Bagaimana Kontraktor Lokal Bojonegoro Menangkap Peluang dari Lapangan Banyu Urip

Keterangan foto : Bagian Pengadaan EMCL sedang memberikan pelatihan peningkatan kapasitas kontraktor lokal

Bacaan Lainnya

Setidaknya 155 kontraktor lokal dari Kabupaten Bojonegoro, Tuban, dan Blora telah menyerap lebih dari Rp1,6 triliun nilai kontrak barang dan jasa dari kegiatan operasi Lapangan Minyak Banyu Urip dan Kedung Keris. Beberapa di antara mereka ada yang sudah menjadi mitra usaha lapangan migas lain di Jawa Timur, Kalimantan dan Papua.

Industri hulu minyak dan gas bumi termasuk, di Lapangan Banyu Urip dan Kedung Keris merupakan industri padat modal dan padat teknologi. Industri ini tidak padat karya sehingga tidak melibatkan banyak tenaga kerja. Sedangkan pada satu sisi, pemerintah menginginkan adanya dampak berganda yang langsung untuk masyarakat sekitar.

Agar masyarakat bisa menangkap peluang dan merasakan manfaat dari industri ini, operator Blok Cepu, ExxonMobil Cepu Limited (EMCL) melakukan pendampingan kepada masyarakat lokal. Mulai dari program berbasis potensi lokal, pelatihan dan sertifikasi tenaga kerja, hingga pendampingan kepada para kontraktor lokal.

Data:
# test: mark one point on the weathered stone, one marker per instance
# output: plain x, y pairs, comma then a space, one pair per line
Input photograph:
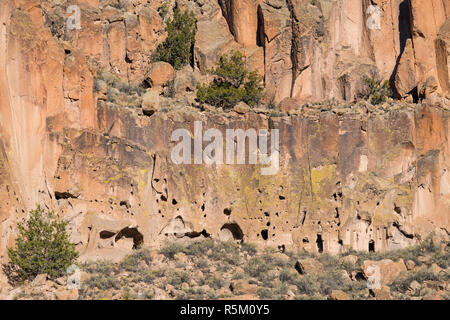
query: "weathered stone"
388, 270
160, 74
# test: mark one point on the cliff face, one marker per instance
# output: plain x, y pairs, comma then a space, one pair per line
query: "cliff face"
350, 176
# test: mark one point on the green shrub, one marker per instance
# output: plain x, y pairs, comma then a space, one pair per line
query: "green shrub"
176, 277
377, 91
233, 83
402, 284
42, 246
171, 249
178, 47
102, 282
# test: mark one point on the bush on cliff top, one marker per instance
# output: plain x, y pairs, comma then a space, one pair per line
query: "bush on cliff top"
377, 91
178, 47
233, 83
42, 247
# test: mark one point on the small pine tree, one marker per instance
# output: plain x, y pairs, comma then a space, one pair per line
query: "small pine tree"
178, 47
42, 246
233, 83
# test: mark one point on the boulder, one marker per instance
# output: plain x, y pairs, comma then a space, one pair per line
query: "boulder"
243, 287
405, 78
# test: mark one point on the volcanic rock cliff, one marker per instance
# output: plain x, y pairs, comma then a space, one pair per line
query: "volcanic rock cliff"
352, 175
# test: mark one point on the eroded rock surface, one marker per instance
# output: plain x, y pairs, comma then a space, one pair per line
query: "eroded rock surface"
351, 176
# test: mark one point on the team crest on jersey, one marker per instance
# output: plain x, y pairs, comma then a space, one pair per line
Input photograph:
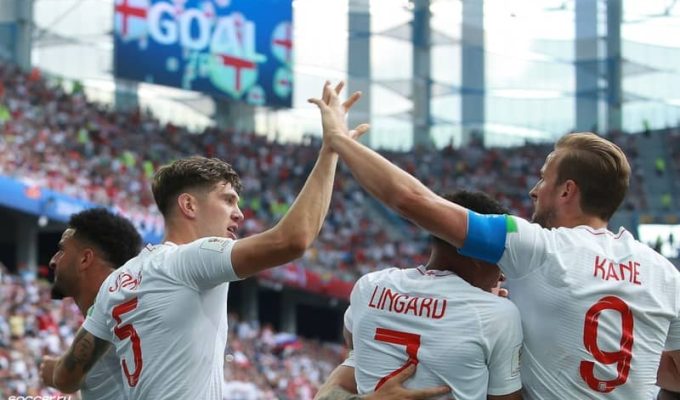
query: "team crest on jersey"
126, 280
215, 244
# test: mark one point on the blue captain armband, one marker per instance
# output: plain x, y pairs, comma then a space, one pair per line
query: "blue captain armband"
486, 237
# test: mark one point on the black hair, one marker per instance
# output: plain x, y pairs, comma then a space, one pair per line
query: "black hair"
476, 201
112, 235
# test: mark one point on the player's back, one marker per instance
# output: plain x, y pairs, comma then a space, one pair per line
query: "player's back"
104, 381
596, 311
170, 335
457, 332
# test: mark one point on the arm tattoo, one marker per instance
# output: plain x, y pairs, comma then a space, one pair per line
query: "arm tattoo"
337, 393
85, 351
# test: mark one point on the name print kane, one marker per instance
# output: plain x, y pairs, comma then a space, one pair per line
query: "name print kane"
609, 270
390, 300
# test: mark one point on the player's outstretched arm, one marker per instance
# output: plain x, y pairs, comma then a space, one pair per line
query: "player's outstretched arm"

Isi Tugas:
Jawab pertanyaan berikut berdasarkan teks tentang kontraktor lokal Lapangan Banyu Urip.
(a) Berapa nilai kontrak barang dan jasa yang telah diserap oleh kontraktor lokal?
(b) Industri hulu minyak dan gas bumi di Lapangan Banyu Urip dan Kedung Keris digolongkan sebagai industri apa?
(c) Perusahaan apa yang menjadi operator Blok Cepu?

Jawaban Tugas:
(a) Lebih dari Rp1,6 triliun.
(b) Industri padat modal dan padat teknologi.
(c) ExxonMobil Cepu Limited (EMCL).